• Tugas 1
Ambil setiap baris dalam daftar yang memuat string "ymin".

• Teks Bacaan

================================

Pada penjelasan Faolomböwö (berita SIB, 22 Februari 2017 dan amanat pejabat Nias Barat pada apel hari Senin mengatakan bahwa defisit itu berasal dari pemerintahan lama. Terkait pemberitaan SIB tanggal 24 Mei 2017 itu, saya perlu memberikan respons agar di masyarakat tidak terjadi kesalahan informasi (misleading).

Pertama, silpa tahun 2015 dimasukkan langsung pada APBD tahun anggaran 2016. Tidak ada penetapan tersendiri.

Kedua, proyek yang belum sempat dibayarkan/lanjutan dan retensi PU 2015 kepada rekanan sudah dianggarkan dalam APBD induk sebesar Rp 29.131.483.701 (Penjelasan ini bisa dilihat pada Perbup No 3/2016 tanggal 3 Maret 2016 tentang Penjabaran Anggaran Pendapatan dan Belanja Daerah Kabupaten Nias Barat TA 2016).

Ketiga, tidak terserapnya DAK Rp 37 miliar pada akhir tahun 2016 bukan kesalahan perencanaan pejabat lama melainkan ketidakmampuan pejabat baru dalam penyerapan DAK akhir tahun 2016.

================================

• Tugas 2
Tampilkan kembali seluruh teks tentang defisit anggaran Nias Barat tanpa perubahan apa pun.

================================

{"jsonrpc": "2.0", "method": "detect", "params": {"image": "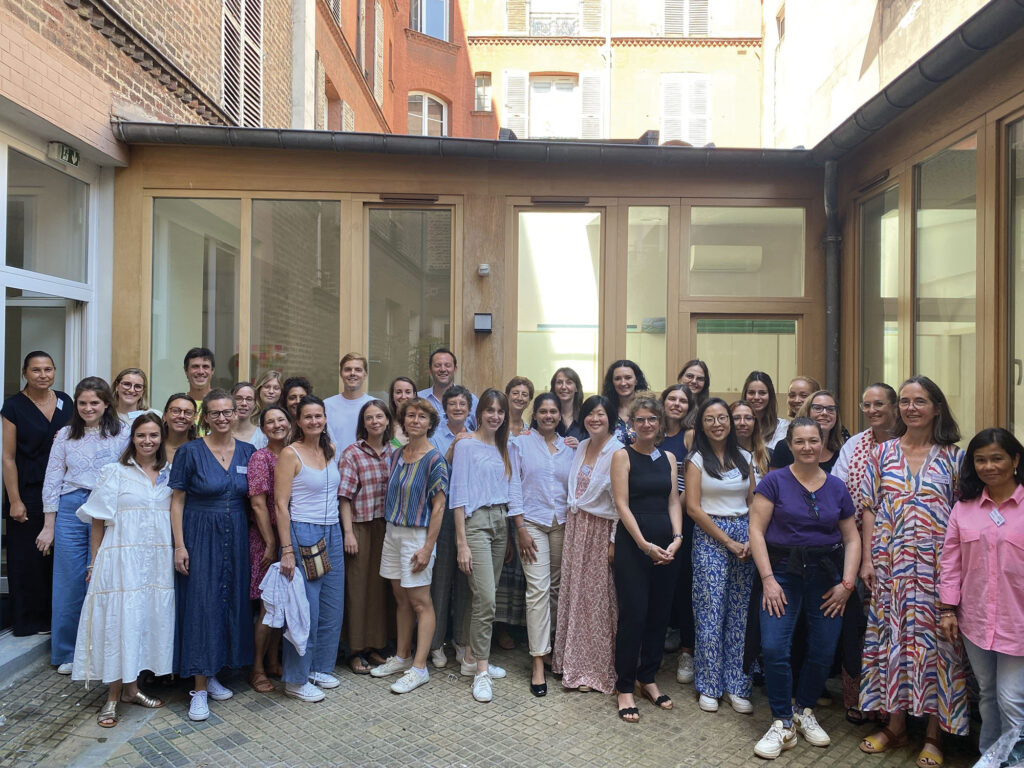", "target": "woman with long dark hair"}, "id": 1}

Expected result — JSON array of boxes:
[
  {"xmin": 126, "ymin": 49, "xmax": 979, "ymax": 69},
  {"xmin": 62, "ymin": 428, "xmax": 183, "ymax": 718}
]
[
  {"xmin": 42, "ymin": 376, "xmax": 128, "ymax": 675},
  {"xmin": 939, "ymin": 427, "xmax": 1024, "ymax": 753},
  {"xmin": 0, "ymin": 350, "xmax": 75, "ymax": 637}
]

================================

• Hasil Tugas 1
  {"xmin": 126, "ymin": 49, "xmax": 979, "ymax": 69},
  {"xmin": 62, "ymin": 428, "xmax": 183, "ymax": 718}
  {"xmin": 42, "ymin": 376, "xmax": 128, "ymax": 675},
  {"xmin": 939, "ymin": 427, "xmax": 1024, "ymax": 753},
  {"xmin": 0, "ymin": 350, "xmax": 75, "ymax": 637}

• Hasil Tugas 2
Pada penjelasan Faolomböwö (berita SIB, 22 Februari 2017 dan amanat pejabat Nias Barat pada apel hari Senin mengatakan bahwa defisit itu berasal dari pemerintahan lama. Terkait pemberitaan SIB tanggal 24 Mei 2017 itu, saya perlu memberikan respons agar di masyarakat tidak terjadi kesalahan informasi (misleading).

Pertama, silpa tahun 2015 dimasukkan langsung pada APBD tahun anggaran 2016. Tidak ada penetapan tersendiri.

Kedua, proyek yang belum sempat dibayarkan/lanjutan dan retensi PU 2015 kepada rekanan sudah dianggarkan dalam APBD induk sebesar Rp 29.131.483.701 (Penjelasan ini bisa dilihat pada Perbup No 3/2016 tanggal 3 Maret 2016 tentang Penjabaran Anggaran Pendapatan dan Belanja Daerah Kabupaten Nias Barat TA 2016).

Ketiga, tidak terserapnya DAK Rp 37 miliar pada akhir tahun 2016 bukan kesalahan perencanaan pejabat lama melainkan ketidakmampuan pejabat baru dalam penyerapan DAK akhir tahun 2016.